**Exercise objective**
Please update the Final Fantasy XIII review from "If you are looking" to "XIII is hiding.", changing "completionist gameplay" to "open-ended gameplay".

**Document passage**
========

During the initial twenty-five to thirty hours of gameplay, you are constantly running through linear maps, going from one story sequence to the next, all while picking the occasional fight on the way. The maps rarely encourage you to leave the main path, popping in the occasional treasure chest but never giving you much option to explore. There are absolutely no side quests until chapter ten rolls out. There are also no towns to hang out in and explore. Final Fantasy XIII is a truly linear experience right up to the end and it is almost ironic that finishing the game opens the extra content most gamers would expect to be spread out throughout the experience.
The extra content is in vein of a variety of missions for killing certain monsters. No fetching quests this time around, forcing your combat progression. There is also a chance in how weapons have been handled, this time offering the player a variety of weapons with default stats and the player to then upgrade and evolve each one with components found from treasure chest, gained from missions or dropped by enemies. Final Fantasy has always been about discovering and unravelling a story and XIII has done sure to deliver. While maybe not as tightly knit and memorable as previous games have been, there is still plenty of dramatic happenings and twists to get excited and shocked about. Each cut-scene has been crafted with the utmost care and the character design, lip sync and art style is mouthwatering.
Voice acting could have been a little tighter near the start, there are various times where you feel the voice actors are still warming up to their roles. While some characters, such as Fang and Sahz, have quite strong voices to go with their character. Other performances feel a little rough, especially Vanille, who seems to struggle to keep a high pitched Australian accent. The music is beautifully composed and catchy, trying to incorporate a more pop-like beat to lift out the rather tedious sections of the game. Leona Lewis’ contribution all feels a little too related with PR rather than matching music to the feel of the game.
While a little confusing at the start with terms such as L’Cie and Fal’Cie being thrown around constantly, the story to tie together with various flashbacks and beautifully rendered CG action sequences. Once things really start to click together, it is such a joy to watch, even if a little cliché. It is such a shame that the beginning half of Final Fantasy XIII is so weak, as once the battle system unlocks and there are more options to play with, the game is a sheer joy to play. Maybe not the best Final Fantasy in comparison to older titles but certainly a good attempt at appealing to a new market.
If you are looking for a great story, completionist gameplay and don’t mind pushing through thirty hours of mindless auto-attacking, Final Fantasy XIII is right up your alley. You’ll have never played a game so extensively polished as this. Just have a little patience before reaping the rewards Final Fantasy XIII is hiding.

========

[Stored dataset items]

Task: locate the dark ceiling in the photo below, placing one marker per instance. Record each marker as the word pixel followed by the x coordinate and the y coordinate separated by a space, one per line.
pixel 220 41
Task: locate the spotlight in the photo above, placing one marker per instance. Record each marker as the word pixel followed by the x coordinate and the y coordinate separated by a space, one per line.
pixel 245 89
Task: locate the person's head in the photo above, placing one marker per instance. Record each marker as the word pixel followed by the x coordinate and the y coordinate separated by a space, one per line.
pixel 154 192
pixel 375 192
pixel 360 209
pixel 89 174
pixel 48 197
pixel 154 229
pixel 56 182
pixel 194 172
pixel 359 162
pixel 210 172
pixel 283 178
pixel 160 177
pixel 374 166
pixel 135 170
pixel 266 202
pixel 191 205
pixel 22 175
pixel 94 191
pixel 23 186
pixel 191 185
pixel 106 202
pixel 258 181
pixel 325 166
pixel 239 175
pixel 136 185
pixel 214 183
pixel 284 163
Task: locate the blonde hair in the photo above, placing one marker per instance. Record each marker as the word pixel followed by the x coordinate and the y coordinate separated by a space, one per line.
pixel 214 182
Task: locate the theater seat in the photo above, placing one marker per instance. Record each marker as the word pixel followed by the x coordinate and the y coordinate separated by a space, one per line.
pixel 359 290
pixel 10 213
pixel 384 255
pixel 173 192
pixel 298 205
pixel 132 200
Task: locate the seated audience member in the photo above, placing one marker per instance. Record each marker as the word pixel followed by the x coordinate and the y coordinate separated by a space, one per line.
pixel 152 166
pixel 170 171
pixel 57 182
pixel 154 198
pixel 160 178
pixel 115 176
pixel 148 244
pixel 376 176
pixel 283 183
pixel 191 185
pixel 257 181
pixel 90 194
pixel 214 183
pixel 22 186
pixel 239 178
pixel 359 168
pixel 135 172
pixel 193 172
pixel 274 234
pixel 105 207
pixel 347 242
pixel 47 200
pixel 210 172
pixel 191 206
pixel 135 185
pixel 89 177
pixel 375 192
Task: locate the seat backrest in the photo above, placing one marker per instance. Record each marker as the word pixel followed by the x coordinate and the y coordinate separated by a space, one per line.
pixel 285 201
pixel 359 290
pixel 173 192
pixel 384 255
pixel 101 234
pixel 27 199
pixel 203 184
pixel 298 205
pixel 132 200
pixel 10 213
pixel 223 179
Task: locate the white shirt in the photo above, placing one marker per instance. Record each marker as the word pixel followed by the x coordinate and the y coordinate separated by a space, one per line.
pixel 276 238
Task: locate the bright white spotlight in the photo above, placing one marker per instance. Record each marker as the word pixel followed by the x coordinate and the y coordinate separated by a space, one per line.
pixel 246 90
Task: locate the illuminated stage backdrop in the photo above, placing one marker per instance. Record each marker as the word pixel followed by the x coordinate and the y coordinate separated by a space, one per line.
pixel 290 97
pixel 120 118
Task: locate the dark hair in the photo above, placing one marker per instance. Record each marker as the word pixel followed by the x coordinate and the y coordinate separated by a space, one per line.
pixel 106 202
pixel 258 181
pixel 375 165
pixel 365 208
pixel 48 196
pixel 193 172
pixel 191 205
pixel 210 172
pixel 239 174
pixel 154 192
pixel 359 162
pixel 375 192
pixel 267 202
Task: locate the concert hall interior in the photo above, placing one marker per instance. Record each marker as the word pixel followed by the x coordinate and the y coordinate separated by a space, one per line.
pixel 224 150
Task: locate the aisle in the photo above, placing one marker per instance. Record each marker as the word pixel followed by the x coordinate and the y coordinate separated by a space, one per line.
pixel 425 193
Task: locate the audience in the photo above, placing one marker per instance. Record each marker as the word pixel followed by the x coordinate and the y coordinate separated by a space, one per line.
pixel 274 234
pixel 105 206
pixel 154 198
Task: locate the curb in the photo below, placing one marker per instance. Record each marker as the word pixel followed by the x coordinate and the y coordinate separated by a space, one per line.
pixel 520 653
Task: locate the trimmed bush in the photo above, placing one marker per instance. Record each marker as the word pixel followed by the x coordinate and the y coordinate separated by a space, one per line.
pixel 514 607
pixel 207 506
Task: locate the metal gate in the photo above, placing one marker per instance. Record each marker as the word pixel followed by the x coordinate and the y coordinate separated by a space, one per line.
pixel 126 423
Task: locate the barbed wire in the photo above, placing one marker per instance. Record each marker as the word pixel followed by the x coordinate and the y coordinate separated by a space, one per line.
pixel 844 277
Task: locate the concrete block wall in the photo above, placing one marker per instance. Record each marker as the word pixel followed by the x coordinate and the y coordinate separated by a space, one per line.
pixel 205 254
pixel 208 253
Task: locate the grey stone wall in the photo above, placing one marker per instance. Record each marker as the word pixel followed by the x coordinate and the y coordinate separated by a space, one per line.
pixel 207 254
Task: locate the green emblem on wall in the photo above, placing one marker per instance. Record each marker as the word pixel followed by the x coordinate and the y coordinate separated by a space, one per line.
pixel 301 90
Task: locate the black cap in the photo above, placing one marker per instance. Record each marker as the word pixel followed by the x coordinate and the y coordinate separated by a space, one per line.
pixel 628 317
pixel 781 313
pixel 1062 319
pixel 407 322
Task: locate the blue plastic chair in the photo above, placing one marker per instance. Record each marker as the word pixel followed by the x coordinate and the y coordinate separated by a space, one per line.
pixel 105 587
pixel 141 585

========

**Answer section**
If you are looking for a great story, open-ended gameplay and don’t mind pushing through thirty hours of mindless auto-attacking, Final Fantasy XIII is right up your alley. You’ll have never played a game so extensively polished as this. Just have a little patience before reaping the rewards Final Fantasy XIII is hiding.